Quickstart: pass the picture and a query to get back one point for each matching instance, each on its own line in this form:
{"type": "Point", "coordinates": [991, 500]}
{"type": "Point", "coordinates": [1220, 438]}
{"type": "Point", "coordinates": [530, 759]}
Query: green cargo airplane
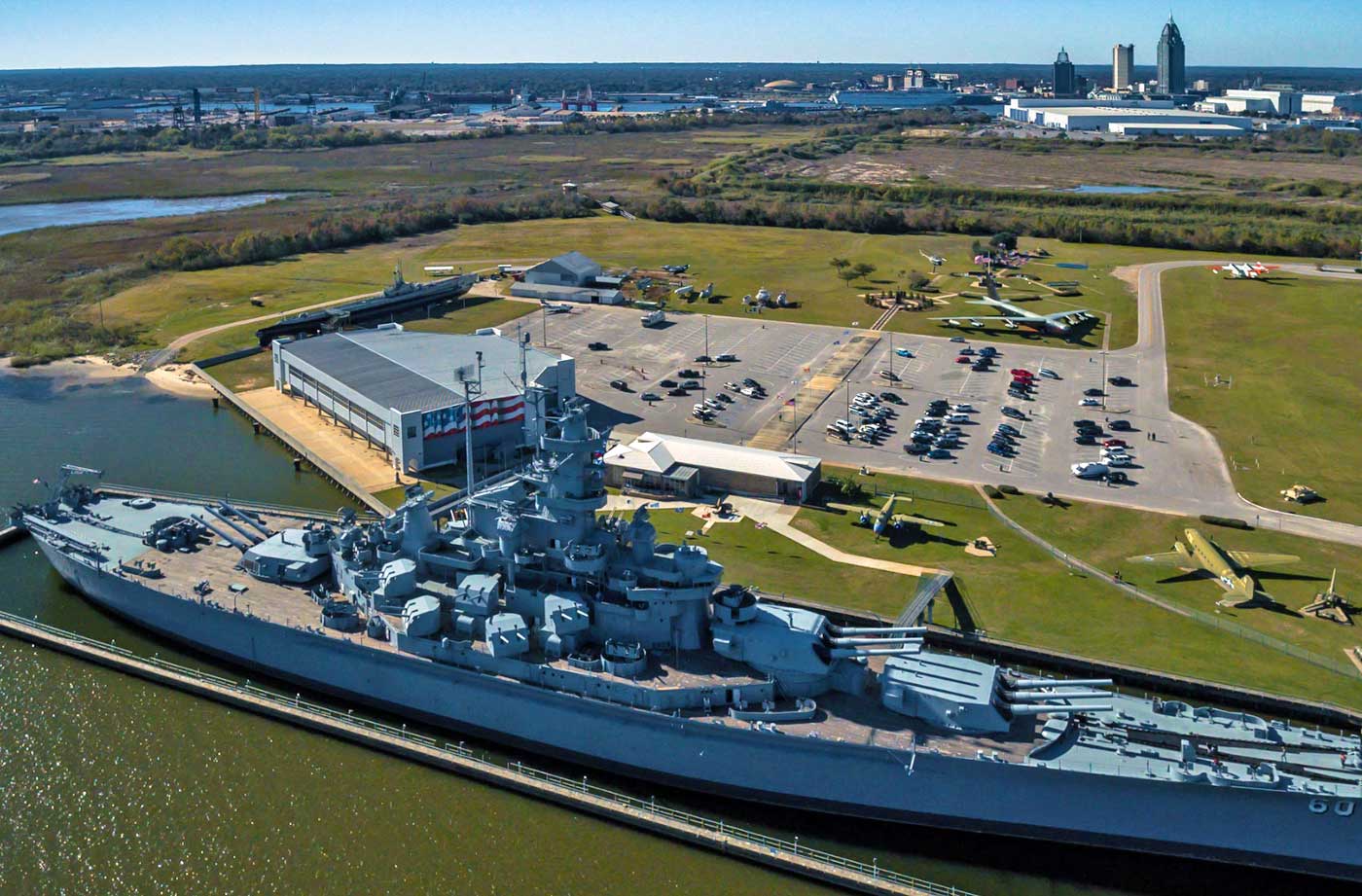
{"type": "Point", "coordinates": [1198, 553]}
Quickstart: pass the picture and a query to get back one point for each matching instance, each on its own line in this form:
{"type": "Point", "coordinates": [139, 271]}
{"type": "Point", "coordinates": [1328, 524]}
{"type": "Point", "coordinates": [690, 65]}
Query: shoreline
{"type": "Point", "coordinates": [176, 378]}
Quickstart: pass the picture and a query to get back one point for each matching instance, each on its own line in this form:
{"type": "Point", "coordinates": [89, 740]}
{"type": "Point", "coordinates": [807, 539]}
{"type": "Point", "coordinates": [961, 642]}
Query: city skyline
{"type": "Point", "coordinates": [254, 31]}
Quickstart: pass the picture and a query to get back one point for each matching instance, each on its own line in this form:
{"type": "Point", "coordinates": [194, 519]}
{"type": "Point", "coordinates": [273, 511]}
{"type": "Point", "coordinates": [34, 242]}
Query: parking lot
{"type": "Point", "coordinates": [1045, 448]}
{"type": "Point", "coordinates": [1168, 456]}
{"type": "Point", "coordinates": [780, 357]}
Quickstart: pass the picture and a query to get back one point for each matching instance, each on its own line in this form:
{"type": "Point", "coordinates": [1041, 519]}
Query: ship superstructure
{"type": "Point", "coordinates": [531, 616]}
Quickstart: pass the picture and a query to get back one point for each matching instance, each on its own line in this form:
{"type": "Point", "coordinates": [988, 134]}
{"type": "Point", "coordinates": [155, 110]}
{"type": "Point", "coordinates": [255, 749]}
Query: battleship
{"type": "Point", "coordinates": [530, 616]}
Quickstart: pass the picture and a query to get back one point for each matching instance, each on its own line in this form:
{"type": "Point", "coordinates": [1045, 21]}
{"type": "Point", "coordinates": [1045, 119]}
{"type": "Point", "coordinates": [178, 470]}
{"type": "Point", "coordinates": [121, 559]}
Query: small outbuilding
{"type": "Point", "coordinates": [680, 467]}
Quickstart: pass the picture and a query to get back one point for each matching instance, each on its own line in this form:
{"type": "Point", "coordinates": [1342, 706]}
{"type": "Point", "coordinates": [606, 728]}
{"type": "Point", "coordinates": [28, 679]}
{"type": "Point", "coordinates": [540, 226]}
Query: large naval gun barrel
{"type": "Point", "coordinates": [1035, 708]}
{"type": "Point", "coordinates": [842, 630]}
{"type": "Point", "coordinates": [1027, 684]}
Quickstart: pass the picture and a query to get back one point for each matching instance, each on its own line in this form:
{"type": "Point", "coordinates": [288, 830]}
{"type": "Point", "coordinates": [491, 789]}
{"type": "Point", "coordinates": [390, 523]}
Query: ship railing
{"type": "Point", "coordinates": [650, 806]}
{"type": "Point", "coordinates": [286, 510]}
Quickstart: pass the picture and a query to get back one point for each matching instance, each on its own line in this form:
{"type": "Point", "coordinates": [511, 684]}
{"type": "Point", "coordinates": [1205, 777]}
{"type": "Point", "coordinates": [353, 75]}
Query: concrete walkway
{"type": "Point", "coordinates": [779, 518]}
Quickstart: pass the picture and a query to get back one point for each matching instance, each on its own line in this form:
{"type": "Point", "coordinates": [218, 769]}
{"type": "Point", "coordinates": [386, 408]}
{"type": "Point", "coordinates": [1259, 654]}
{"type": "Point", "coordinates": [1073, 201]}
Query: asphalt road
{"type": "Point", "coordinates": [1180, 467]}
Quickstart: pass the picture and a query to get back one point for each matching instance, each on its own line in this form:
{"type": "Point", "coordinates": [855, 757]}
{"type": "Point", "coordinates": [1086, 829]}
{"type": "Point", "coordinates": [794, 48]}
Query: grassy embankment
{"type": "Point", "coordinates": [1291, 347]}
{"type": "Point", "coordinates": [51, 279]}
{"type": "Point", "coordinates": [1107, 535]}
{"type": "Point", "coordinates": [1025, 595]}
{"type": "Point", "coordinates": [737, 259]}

...

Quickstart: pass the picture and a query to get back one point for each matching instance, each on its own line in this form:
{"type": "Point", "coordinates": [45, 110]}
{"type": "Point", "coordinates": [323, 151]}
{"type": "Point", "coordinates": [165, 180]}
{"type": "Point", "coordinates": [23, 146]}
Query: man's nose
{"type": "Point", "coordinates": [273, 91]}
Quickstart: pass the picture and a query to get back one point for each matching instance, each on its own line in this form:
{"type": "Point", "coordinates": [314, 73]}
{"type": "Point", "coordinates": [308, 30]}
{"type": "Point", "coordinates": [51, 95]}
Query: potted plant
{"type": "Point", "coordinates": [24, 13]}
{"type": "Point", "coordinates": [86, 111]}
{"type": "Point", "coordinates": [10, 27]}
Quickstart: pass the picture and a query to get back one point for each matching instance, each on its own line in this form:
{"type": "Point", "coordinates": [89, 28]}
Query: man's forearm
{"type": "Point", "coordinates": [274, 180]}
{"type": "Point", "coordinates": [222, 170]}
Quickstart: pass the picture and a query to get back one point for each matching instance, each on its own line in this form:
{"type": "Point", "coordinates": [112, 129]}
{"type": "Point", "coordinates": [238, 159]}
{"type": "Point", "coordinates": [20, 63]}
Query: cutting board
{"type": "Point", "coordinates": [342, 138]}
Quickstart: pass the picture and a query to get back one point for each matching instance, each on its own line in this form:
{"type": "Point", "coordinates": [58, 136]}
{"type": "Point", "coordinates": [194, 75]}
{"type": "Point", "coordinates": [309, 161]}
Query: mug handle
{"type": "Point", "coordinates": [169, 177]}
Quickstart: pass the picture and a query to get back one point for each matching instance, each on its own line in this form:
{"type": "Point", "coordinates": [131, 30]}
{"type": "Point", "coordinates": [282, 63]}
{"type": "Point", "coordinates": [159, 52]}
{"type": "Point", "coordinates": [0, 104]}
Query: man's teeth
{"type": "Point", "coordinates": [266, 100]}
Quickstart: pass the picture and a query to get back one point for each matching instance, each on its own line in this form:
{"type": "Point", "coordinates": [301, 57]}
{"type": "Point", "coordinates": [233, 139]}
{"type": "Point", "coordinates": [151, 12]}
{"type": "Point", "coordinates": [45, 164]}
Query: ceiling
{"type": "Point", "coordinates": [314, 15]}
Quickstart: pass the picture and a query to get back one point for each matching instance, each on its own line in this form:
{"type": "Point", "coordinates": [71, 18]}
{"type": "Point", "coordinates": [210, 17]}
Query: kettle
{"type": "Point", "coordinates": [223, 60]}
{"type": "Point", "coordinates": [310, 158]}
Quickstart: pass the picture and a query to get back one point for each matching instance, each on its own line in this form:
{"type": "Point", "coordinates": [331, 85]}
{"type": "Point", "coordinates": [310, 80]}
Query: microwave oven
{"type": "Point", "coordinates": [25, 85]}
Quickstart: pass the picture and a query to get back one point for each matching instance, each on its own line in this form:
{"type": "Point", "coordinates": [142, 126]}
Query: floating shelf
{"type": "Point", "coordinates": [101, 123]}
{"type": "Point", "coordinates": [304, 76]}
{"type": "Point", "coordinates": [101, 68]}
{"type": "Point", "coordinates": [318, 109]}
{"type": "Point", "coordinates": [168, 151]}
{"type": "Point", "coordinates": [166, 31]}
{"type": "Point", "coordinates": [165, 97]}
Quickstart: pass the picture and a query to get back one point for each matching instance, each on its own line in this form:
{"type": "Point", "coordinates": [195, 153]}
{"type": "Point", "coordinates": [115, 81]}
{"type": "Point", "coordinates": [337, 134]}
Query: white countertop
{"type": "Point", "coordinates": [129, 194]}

--

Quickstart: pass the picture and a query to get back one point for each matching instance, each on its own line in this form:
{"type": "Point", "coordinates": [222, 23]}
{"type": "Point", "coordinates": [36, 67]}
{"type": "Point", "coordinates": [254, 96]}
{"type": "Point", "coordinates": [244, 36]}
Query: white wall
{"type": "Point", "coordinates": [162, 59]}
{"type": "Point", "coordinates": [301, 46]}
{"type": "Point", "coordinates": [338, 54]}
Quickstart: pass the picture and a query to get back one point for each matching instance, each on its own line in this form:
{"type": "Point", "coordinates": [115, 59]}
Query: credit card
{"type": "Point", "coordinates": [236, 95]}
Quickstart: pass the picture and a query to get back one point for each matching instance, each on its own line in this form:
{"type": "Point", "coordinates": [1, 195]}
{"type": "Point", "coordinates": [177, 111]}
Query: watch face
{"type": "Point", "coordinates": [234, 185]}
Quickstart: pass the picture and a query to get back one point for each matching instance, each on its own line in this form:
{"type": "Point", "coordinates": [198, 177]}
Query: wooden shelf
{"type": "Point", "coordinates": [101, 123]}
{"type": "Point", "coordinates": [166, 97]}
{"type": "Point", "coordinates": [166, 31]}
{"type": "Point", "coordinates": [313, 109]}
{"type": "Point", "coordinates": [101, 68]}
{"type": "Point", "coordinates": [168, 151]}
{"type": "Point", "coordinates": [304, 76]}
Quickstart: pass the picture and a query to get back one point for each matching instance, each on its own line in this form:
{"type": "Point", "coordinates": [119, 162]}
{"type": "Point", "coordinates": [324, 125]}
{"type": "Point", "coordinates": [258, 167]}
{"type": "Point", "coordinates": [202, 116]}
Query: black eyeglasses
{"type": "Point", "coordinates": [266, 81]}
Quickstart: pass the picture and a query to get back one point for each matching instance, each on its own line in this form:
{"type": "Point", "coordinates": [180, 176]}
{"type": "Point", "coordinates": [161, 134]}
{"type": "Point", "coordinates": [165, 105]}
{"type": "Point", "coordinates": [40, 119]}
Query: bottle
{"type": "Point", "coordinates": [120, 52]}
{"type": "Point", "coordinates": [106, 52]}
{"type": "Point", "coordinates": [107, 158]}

What is being asked: Tally the lines of the data above that contain the word "white", and give only the number.

Expected answer: 2